#### [WRITTEN REQUEST]
Copy all the material below, exactly as it stands.

____ INPUT DATA

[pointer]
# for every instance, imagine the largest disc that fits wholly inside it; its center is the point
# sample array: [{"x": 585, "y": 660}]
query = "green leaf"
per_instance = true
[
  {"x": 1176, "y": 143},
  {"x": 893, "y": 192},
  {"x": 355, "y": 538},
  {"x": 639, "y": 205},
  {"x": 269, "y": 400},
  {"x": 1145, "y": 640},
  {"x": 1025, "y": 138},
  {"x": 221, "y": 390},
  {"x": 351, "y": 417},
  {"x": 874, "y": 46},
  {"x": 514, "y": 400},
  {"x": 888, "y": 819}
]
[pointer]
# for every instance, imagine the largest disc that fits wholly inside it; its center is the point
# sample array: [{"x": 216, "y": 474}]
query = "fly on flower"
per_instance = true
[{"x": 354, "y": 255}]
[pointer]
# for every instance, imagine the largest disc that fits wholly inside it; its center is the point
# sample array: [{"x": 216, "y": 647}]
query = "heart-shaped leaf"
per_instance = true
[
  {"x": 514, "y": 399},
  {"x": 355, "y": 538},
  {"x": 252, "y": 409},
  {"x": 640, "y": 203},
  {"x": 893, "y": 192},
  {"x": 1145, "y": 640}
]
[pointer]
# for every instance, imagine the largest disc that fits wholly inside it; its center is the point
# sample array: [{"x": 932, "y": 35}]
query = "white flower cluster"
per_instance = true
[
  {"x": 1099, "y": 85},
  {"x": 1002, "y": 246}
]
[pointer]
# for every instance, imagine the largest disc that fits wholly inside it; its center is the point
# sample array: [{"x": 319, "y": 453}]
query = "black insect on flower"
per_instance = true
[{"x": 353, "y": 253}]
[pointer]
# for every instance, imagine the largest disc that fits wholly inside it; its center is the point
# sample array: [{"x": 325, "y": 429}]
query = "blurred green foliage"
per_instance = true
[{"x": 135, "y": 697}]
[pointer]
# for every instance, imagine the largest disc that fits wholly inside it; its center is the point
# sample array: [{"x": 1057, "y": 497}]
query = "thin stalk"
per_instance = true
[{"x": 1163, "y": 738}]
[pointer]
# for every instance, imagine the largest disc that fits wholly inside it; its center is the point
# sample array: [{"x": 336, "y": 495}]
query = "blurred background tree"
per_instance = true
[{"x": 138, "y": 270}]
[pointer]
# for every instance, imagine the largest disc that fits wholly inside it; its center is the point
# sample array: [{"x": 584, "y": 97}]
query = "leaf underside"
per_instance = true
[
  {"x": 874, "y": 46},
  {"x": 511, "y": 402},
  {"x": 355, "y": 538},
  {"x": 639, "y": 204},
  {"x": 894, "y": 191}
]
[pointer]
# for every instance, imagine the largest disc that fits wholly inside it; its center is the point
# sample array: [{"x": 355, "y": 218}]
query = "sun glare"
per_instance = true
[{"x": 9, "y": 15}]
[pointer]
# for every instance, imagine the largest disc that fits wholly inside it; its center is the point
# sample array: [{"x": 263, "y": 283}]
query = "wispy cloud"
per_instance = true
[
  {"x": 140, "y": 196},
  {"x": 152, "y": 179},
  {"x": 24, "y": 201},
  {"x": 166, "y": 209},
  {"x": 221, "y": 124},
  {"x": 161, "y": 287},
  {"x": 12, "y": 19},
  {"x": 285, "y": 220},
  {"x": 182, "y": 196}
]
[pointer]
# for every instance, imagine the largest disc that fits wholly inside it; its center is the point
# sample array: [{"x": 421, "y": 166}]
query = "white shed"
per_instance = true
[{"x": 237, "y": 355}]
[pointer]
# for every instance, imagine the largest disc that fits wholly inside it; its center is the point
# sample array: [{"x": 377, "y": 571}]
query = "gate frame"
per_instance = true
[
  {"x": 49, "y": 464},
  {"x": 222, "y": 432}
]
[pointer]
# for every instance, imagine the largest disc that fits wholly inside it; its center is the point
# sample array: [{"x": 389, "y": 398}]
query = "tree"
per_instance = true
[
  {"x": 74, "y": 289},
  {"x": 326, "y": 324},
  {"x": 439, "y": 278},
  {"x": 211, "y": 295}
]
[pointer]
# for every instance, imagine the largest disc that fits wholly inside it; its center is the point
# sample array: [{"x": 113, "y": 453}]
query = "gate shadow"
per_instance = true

________

#### [FINAL RESULT]
[pointer]
# for every instance, imagine the largest disc that fits wholly inside it; its center is the point
# sample array: [{"x": 585, "y": 660}]
query = "green leaf"
per_instance = true
[
  {"x": 1176, "y": 143},
  {"x": 893, "y": 192},
  {"x": 355, "y": 538},
  {"x": 639, "y": 205},
  {"x": 269, "y": 400},
  {"x": 1145, "y": 640},
  {"x": 1025, "y": 138},
  {"x": 221, "y": 390},
  {"x": 351, "y": 417},
  {"x": 874, "y": 46},
  {"x": 514, "y": 400},
  {"x": 888, "y": 819}
]
[pointer]
# for every instance, imagine the largest disc that fits wholly inside it; its center is the point
# sample array: [{"x": 216, "y": 474}]
query = "fly on flower"
per_instance = true
[{"x": 354, "y": 255}]
[pointer]
# for every instance, imagine the largest disc that fits wholly inside it; its center is the point
# sample array: [{"x": 216, "y": 647}]
query = "heart-shaped leaf"
per_instance = true
[
  {"x": 514, "y": 399},
  {"x": 355, "y": 538},
  {"x": 252, "y": 409},
  {"x": 640, "y": 203},
  {"x": 893, "y": 192},
  {"x": 1145, "y": 640}
]
[pointer]
# for every instance, imagine the largest disc that fits wholly inside it; its center is the point
# sample array: [{"x": 932, "y": 35}]
query = "white flower cluster"
per_instance = true
[
  {"x": 1099, "y": 85},
  {"x": 1002, "y": 246}
]
[pointer]
# for every instance, imagine the largest disc that fits wholly inside it; its center is the point
# sample array: [{"x": 319, "y": 453}]
query = "black insect on flower"
per_instance = true
[{"x": 353, "y": 253}]
[pointer]
# for every instance, imagine the largest disc that fits wholly inside it; its center is the point
# sample array: [{"x": 325, "y": 429}]
query = "blurred green foliage"
per_instance = true
[{"x": 135, "y": 697}]
[pointer]
# for every instance, imagine the largest disc that fits wholly inside it; its center is the point
# sample array: [{"x": 1057, "y": 497}]
query = "thin stalk"
per_instance = true
[{"x": 1163, "y": 738}]
[pointer]
# for every instance, imagine the largest disc that fits wholly inside it; its center is the point
# sample array: [{"x": 336, "y": 495}]
query = "blurred background tree"
per_instance = true
[{"x": 138, "y": 270}]
[pointer]
# for every instance, imagine the largest disc that fits wholly inside it; its center is the point
# sample array: [{"x": 584, "y": 97}]
query = "leaf underside"
per_instance = true
[
  {"x": 874, "y": 46},
  {"x": 511, "y": 402},
  {"x": 355, "y": 538},
  {"x": 639, "y": 204},
  {"x": 894, "y": 191}
]
[pointer]
# for every instance, imagine the largest disc that fits wholly inside it; its center is the point
# sample array: [{"x": 355, "y": 218}]
query = "sun glare"
per_instance = true
[{"x": 9, "y": 15}]
[pointer]
# for every instance, imagine the largest disc that fits wholly inside it; its center is the point
# sample array: [{"x": 263, "y": 283}]
query = "wispy cloud"
per_instance = true
[
  {"x": 140, "y": 196},
  {"x": 152, "y": 179},
  {"x": 24, "y": 201},
  {"x": 166, "y": 209},
  {"x": 221, "y": 124},
  {"x": 161, "y": 287},
  {"x": 12, "y": 19},
  {"x": 285, "y": 220},
  {"x": 182, "y": 196}
]
[pointer]
# for every instance, imagine the largest disc that fits wholly inside it; its center is the point
# sample array: [{"x": 421, "y": 166}]
query = "white shed"
per_instance = true
[{"x": 237, "y": 355}]
[pointer]
# for every instance, imagine the largest disc that fits wholly inside it; its center is the point
# sample array: [{"x": 377, "y": 571}]
query = "gate frame"
per_instance = true
[
  {"x": 49, "y": 464},
  {"x": 222, "y": 432}
]
[pointer]
# for every instance, imagine the largest disc that fits wholly inside it; its center is the point
# sample array: [{"x": 389, "y": 398}]
query = "tree"
per_instance = true
[
  {"x": 74, "y": 289},
  {"x": 326, "y": 324},
  {"x": 439, "y": 278},
  {"x": 211, "y": 295}
]
[pointer]
# for every instance, imagine the largest disc that fits wholly inside it; its center is the point
# sample array: [{"x": 113, "y": 453}]
query = "gate shadow"
per_instance = true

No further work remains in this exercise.